## Task directions:
When the word "blonde" shows up in a line of the records below, copy that line.

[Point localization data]
§
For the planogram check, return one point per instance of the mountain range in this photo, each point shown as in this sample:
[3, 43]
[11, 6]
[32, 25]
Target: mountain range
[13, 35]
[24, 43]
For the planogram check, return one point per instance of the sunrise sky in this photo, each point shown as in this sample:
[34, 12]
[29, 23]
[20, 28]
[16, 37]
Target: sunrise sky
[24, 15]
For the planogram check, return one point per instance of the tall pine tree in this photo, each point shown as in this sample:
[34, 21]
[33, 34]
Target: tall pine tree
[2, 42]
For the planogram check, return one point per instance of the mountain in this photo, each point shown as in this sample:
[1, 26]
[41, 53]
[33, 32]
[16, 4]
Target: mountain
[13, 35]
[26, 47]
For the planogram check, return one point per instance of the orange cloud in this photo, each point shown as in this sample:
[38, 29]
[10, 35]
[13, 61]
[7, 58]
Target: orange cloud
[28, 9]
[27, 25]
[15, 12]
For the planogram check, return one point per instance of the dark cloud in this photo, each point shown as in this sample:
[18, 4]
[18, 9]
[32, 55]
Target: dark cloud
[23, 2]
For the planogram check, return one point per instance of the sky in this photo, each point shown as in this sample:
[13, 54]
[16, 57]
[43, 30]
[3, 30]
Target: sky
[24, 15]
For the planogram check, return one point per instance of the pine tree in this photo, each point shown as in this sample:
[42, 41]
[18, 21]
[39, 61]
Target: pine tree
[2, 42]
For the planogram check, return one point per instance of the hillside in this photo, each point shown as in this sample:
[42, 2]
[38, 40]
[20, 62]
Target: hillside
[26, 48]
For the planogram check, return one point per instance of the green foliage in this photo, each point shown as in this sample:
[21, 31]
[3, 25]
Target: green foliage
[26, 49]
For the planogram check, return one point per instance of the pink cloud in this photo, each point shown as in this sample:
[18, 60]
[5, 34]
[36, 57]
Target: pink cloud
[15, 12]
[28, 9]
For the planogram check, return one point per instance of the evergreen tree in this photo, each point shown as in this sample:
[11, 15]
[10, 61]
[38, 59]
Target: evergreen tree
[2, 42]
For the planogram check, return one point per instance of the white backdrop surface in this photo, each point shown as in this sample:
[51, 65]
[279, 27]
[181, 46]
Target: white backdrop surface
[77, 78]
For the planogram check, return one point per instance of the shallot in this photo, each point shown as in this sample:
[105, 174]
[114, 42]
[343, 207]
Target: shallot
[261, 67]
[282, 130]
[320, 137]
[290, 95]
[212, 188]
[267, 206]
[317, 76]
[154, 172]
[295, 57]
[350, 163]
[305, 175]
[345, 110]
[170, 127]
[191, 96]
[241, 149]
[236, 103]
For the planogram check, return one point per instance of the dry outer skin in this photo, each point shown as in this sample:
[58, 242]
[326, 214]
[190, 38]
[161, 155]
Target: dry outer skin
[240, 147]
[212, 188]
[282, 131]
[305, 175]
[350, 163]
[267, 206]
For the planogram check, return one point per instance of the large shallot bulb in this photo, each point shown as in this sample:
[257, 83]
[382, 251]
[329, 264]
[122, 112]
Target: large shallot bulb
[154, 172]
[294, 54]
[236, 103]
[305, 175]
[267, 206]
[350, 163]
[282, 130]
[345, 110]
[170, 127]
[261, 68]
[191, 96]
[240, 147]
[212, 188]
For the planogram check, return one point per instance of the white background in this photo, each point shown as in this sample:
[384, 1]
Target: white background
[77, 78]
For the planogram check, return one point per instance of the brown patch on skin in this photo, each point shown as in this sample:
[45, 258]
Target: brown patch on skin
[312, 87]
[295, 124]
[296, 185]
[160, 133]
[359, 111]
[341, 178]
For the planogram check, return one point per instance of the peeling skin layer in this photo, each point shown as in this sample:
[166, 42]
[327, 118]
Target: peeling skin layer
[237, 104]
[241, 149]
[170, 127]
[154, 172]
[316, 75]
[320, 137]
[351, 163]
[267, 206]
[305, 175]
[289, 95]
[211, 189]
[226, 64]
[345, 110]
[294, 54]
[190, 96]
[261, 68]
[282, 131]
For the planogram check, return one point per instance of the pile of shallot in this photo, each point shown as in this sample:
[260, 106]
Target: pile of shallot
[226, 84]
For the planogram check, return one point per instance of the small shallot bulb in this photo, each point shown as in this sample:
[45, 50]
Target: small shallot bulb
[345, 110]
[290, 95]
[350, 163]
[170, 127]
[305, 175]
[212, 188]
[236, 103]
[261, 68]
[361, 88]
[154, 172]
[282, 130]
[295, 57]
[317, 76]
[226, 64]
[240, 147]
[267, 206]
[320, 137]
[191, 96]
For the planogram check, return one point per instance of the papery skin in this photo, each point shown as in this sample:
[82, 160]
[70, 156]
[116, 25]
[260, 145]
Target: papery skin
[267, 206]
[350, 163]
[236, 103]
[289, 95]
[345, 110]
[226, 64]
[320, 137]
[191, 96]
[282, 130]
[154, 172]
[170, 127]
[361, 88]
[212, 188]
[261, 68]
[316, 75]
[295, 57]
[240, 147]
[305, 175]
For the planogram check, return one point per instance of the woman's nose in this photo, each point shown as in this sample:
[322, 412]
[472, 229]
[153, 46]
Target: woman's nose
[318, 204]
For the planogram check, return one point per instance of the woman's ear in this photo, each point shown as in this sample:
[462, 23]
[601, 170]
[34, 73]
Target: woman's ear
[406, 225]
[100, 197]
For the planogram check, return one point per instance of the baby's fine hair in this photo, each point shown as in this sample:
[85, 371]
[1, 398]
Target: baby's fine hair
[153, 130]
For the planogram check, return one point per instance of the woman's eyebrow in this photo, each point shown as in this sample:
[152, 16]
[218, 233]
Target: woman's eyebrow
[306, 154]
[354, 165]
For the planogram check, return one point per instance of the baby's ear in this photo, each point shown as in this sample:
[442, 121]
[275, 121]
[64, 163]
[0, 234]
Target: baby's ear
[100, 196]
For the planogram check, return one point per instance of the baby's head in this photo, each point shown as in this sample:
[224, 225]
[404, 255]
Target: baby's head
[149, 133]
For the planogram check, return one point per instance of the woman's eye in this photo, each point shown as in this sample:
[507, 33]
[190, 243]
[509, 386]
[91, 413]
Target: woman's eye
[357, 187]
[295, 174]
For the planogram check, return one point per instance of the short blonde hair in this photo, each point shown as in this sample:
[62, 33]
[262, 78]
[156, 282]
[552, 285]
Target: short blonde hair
§
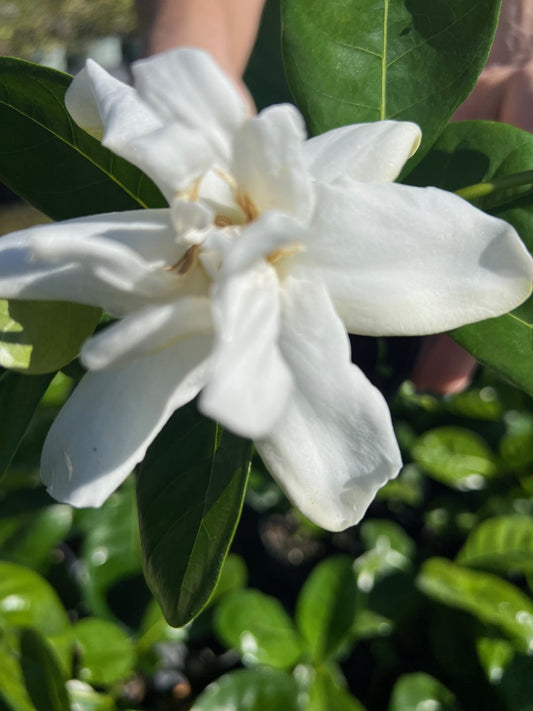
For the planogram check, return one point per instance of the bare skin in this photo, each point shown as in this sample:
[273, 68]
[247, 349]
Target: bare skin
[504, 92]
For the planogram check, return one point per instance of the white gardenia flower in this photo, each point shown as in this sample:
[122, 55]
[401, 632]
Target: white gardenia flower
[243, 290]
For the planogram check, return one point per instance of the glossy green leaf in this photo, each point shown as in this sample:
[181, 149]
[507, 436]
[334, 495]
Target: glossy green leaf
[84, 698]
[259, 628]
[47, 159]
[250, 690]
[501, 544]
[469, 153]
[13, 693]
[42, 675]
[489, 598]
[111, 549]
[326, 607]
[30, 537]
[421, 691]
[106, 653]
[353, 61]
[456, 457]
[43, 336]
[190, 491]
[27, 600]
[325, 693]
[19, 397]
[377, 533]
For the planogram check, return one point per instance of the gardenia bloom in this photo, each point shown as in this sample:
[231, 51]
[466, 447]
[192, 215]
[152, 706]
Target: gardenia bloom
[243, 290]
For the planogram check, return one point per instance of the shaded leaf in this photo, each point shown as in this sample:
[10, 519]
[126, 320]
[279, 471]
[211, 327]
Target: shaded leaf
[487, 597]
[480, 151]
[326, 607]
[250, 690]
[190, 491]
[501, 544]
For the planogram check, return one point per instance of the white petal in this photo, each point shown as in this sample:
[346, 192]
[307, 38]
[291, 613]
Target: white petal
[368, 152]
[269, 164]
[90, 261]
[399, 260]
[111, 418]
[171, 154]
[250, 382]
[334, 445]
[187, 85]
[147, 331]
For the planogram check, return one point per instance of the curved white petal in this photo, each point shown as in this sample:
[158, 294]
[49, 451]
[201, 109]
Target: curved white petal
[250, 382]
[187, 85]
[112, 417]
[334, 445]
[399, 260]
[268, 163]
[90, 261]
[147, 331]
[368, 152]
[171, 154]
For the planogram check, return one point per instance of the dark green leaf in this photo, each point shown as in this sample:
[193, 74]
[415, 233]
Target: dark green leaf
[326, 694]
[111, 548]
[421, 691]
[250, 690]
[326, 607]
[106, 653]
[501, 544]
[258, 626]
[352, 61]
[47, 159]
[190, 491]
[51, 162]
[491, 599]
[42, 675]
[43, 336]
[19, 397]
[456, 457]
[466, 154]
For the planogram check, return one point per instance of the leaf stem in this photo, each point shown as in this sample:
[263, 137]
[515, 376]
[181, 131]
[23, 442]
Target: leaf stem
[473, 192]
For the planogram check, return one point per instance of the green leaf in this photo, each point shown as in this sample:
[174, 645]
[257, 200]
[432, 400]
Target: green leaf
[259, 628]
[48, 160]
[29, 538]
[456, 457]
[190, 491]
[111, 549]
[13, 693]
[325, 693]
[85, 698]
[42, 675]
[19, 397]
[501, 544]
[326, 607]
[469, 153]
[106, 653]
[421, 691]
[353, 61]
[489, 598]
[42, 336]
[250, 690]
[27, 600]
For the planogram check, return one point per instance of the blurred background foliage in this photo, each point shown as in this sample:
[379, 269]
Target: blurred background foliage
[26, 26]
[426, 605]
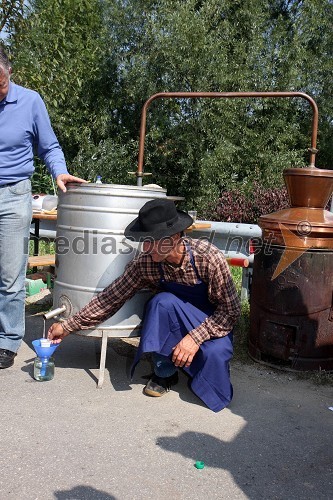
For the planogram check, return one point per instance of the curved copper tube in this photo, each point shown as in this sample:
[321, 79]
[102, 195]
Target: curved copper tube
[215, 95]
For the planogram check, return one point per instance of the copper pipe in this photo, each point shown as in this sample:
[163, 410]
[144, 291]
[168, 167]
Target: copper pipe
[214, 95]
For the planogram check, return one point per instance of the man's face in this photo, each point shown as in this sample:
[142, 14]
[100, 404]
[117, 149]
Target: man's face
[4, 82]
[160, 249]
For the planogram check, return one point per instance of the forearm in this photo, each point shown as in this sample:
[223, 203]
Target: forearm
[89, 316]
§
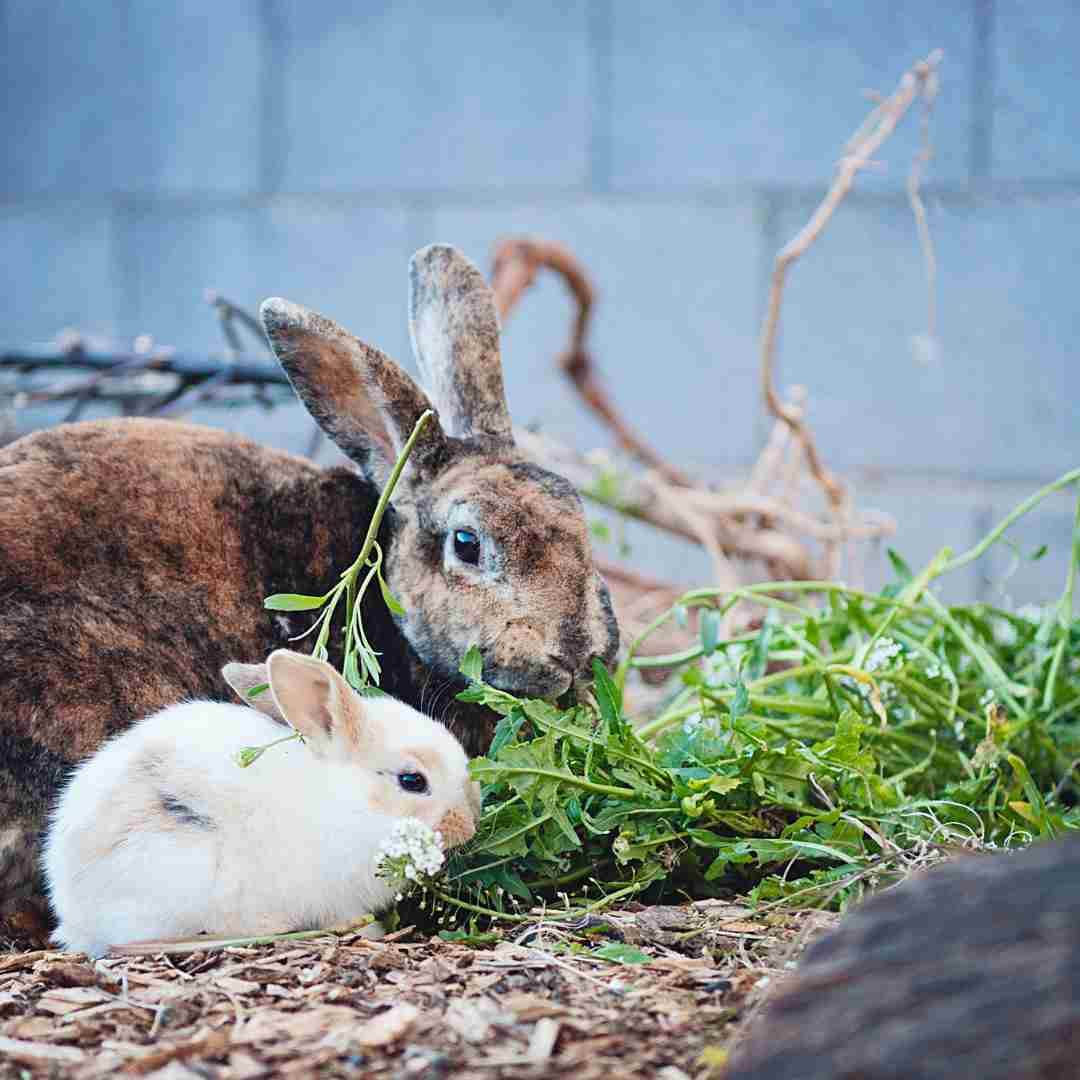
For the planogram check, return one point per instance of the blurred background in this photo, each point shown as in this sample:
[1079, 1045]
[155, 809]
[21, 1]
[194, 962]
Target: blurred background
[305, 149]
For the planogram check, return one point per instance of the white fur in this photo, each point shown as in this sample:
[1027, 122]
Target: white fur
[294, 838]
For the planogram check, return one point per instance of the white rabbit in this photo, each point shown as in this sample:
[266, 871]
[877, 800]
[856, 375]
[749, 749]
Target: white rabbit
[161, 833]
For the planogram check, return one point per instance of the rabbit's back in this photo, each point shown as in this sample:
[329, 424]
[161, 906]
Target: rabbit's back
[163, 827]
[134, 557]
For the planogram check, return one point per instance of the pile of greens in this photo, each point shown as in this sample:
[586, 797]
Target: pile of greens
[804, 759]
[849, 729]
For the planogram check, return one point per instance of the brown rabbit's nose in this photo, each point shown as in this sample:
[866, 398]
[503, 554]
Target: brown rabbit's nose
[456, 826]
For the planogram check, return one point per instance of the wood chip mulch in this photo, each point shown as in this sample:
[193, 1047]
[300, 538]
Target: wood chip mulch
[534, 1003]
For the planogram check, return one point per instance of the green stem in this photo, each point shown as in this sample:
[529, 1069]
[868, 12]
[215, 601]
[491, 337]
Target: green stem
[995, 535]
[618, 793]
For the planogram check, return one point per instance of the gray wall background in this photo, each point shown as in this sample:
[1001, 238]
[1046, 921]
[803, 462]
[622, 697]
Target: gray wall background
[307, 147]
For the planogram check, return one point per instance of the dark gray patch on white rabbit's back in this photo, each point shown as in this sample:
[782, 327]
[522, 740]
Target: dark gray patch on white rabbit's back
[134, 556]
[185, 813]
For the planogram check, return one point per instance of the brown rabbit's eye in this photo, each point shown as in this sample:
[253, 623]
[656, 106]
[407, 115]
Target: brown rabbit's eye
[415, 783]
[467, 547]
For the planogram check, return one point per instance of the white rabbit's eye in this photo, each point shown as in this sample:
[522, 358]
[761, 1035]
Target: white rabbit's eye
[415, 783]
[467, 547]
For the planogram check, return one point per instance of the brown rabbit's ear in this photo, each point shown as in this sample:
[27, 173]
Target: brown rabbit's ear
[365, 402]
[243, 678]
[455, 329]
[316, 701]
§
## Exercise solution:
For the planogram check, return one point per instance of the short blonde hair in this photo, each point shown as in this sample:
Target: short blonde hair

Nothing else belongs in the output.